■ Document extract ■
* * * * *

Known Issues in Apache Impala

Known issues and technical limitations for Impala are addressed in Cloudera Runtime 7.3.2, its service packs, and cumulative hotfixes.

Known issues identified in Cloudera Runtime 7.3.2

CDPD-90807: Thrift protocol limitation during Impala zero downtime upgrade (ZDU)
7.3.1.500 through 7.3.1.706, 7.3.2
Zero Downtime Upgrades (ZDU) for Impala are not supported when upgrading to version 7.3.2. This is due to Thrift protocol incompatibilities that can cause queries to fail during upgrade.
None
CDPD-90250: Incorrect file storage location for Impala tables when using S3 as default filesystem
7.3.2
When you created an external table in Impala by using the LOCATION parameter, the files were stored in S3 instead of HDFS. This occurred even if the provided path was intended for HDFS, provided that S3 was configured as the default filesystem (fs.defaultFS) in the cluster. This inconsistency leads to AccessDeniedException errors if the Impala service does not have the necessary Ranger permissions to write to the S3 bucket.
None
IMPALA-14472: Writing arrays to Kudu tables
7.3.2
Impala does not currently support writing array data into Kudu tables.
None

Apache Jira: IMPALA-14472

Known issues identified before Cloudera Runtime 7.3.2

DWX-20490: Impala queries fail with "Caught exception The read operation timed out, type=<class 'socket.timeout'> in ExecuteStatement"
7.3.1.500
Queries in impala-shell fail with a socket timeout error in execute statement which submits the query to the coordinator. The error occurs when query execution takes longer to start mainly when query planning is slow due to frequent metadata changes.
Increase the socket timeout on the client side. Set --client_connect_timeout_ms to a higher value, e.g. add --client_connect_timeout_ms=600000 to the impala-shell command line.
DWX-20491: Impala queries fail with EOFException: End of file reached before reading fully
7.3.1.500
Impala queries fail with an EOFException when reading from an HDFS file stored in an S3A location. The error occurs when the file is removed. If the file is removed using SQL commands like DROP PARTITION, there may be a significant lag in Hive Metastore event processing. If removed by non-SQL operations, run REFRESH or INVALIDATE METADATA on the table to resolve the issue.
Run REFRESH/INVALIDATE METADATA <table>;
CDPD-94720: Impala startup failure due to invalid TLS v1.3 ciphers
7.3.1 and its higher versions
When running Impala on a machine with OpenSSL 1.1.1, providing an invalid or TLS v1.2 ciphersuite in the --tls_ciphersuites startup flag causes the process to fail during startup. While OpenSSL 3.x ignores invalid ciphers, OpenSSL 1.1.1 returns an error if any ciphersuite in the list is invalid, even if other valid TLS v1.3 ciphers are present.

* * * * *

■ Task 1 ■
List every issue identifier that appears in the Impala known-issues page.
■ Task 2 ■
Answer these questions from the Impala known-issues page:
(a) What incompatibilities prevent zero downtime upgrades of Impala to version 7.3.2?
(b) What example value is given for the --client_connect_timeout_ms setting?
(c) Which OpenSSL version ignores invalid ciphers?
■ Task 3 ■
Write the next part of the Impala known-issues page, starting after its final sentence.

■ Dataset excerpts ■
* * * * *

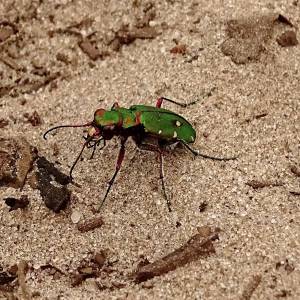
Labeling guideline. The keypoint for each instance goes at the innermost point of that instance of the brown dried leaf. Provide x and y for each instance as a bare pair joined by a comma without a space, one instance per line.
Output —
251,287
90,49
179,49
16,159
90,224
200,245
261,184
287,39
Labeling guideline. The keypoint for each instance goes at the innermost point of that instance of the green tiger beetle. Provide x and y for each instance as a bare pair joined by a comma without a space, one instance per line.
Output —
151,128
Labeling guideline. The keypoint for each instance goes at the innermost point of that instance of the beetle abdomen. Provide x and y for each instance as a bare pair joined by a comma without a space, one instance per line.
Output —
165,124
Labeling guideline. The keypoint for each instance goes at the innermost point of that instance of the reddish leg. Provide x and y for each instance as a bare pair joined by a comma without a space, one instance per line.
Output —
115,105
118,167
158,149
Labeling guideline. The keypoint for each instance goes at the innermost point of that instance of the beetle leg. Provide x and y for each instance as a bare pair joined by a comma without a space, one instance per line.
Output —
77,159
118,167
197,153
158,149
115,105
160,100
161,161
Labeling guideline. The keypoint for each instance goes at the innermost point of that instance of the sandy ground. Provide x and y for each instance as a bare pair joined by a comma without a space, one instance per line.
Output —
253,112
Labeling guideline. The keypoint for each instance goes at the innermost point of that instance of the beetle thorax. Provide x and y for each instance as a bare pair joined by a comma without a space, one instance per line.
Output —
104,118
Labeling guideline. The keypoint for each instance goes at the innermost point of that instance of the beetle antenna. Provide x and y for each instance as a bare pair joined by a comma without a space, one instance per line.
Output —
64,126
196,153
77,158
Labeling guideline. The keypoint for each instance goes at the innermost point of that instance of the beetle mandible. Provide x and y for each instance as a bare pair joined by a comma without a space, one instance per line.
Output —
151,128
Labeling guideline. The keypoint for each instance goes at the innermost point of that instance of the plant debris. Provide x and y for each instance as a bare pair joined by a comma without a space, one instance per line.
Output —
287,39
15,203
34,118
55,194
90,224
22,270
203,205
295,171
261,184
16,159
251,287
6,278
200,245
5,33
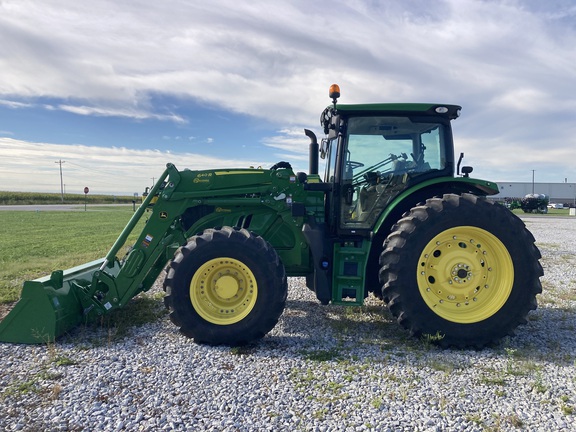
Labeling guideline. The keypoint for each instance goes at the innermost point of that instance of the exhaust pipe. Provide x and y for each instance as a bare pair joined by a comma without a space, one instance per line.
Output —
313,152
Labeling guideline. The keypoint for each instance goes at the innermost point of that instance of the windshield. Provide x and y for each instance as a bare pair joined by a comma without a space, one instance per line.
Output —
382,155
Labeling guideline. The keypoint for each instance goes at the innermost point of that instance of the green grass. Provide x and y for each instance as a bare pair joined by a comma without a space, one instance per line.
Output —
36,243
21,198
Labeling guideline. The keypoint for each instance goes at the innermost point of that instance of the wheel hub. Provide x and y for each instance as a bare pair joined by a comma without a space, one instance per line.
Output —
223,291
226,287
461,273
457,269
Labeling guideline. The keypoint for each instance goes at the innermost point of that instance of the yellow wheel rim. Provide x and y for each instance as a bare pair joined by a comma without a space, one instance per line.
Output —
465,274
223,291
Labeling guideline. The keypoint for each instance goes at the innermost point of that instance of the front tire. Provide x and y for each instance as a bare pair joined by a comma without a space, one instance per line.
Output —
226,286
461,268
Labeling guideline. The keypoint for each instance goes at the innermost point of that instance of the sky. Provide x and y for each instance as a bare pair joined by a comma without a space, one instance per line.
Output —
109,91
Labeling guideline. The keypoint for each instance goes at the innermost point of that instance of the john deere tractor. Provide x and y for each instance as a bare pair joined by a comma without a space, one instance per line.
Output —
388,217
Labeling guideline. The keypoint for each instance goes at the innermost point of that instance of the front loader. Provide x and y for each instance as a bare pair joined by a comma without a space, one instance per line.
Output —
392,216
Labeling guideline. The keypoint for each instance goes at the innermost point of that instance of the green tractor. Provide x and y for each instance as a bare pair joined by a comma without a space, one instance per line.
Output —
388,217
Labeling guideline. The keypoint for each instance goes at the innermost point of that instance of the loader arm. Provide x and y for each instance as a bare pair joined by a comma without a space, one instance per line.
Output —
52,305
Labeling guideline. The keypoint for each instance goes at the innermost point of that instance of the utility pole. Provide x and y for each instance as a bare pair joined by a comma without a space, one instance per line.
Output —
60,162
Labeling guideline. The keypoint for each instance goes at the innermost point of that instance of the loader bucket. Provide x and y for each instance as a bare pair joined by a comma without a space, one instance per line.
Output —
48,307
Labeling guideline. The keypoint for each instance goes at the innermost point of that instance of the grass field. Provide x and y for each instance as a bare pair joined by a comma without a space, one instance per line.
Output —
36,243
20,198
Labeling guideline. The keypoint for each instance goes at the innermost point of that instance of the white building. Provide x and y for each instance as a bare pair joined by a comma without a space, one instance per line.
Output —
564,193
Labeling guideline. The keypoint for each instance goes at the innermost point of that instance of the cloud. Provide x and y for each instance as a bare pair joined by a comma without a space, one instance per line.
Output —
509,63
108,170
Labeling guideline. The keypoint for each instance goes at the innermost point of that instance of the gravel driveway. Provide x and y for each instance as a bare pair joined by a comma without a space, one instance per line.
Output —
323,368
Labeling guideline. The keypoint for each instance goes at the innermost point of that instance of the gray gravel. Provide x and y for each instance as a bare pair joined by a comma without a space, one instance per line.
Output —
321,369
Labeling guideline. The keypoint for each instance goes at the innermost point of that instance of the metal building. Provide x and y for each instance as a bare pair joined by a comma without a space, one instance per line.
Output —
564,193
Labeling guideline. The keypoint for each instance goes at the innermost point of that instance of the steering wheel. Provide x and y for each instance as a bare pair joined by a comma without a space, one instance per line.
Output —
354,164
280,165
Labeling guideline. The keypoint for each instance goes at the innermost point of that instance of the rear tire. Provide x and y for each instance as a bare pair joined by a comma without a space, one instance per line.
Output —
461,268
226,286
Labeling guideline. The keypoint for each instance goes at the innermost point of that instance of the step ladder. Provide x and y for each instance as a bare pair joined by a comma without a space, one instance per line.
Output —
348,276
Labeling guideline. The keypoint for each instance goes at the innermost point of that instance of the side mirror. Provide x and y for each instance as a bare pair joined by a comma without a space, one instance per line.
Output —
334,127
466,171
324,148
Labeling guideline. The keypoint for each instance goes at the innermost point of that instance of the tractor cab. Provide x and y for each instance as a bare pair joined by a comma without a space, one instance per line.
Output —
374,152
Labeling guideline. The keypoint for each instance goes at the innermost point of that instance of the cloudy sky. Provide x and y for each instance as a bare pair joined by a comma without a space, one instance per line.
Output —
116,90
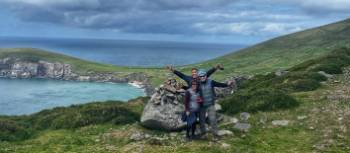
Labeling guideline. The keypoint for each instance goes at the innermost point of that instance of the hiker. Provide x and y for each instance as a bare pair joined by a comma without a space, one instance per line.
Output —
194,72
193,101
208,106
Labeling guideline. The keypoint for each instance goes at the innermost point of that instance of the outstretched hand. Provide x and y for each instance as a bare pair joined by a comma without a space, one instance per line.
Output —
170,68
219,67
231,83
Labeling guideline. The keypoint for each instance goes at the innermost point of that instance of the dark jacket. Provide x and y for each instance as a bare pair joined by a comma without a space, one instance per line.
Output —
188,97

* * * * *

■ Task result 1 ■
CDPD-90807, CDPD-90250, IMPALA-14472, DWX-20490, DWX-20491, CDPD-94720

■ Task result 2 ■
(a) Thrift protocol incompatibilities, which can cause queries to fail during the upgrade.
(b) 600000
(c) OpenSSL 3.x

■ Task result 3 ■
Ensure that the list in the --tls_ciphersuites startup flag contains only valid TLS v1.3 ciphersuites and does not contain any TLS v1.2 ciphersuites.

Apache Jira: IMPALA-14625

IMPALA-532: Impala should tolerate bad locale settings
7.3.1 and its higher versions
If the LC_* environment variables specify an unsupported locale, Impala does not start.
Add LC_ALL="C" to the environment settings for both the Impala daemon and the Statestore daemon.
IMPALA-691: Process mem limit does not account for the JVM's memory usage
7.3.1 and its higher versions
Some memory allocated by the JVM used internally by Impala is not counted against the memory limit for the impalad daemon.
To monitor overall memory usage, use the top command, or add the memory figures in the Impala web UI /memz tab to JVM memory usage shown on the /metrics tab.
IMPALA-635: Avro Scanner fails to parse some schemas
7.3.1 and its higher versions
The default value in Avro schema must match type of first union type, e.g. if the default value is null, then the first type in the UNION must be "null".
Swap the order of the fields in the schema specification. For example, use ["null", "string"] instead of ["string", "null"]. Note that the files written with the problematic schema must be rewritten with the new schema because Avro files have embedded schemas.
IMPALA-1024: Impala BE cannot parse Avro schema that contains a trailing semi-colon
7.3.1 and its higher versions
If an Avro table has a schema definition with a trailing semicolon, Impala encounters an error when the table is queried.
Remove trailing semicolon from the Avro schema.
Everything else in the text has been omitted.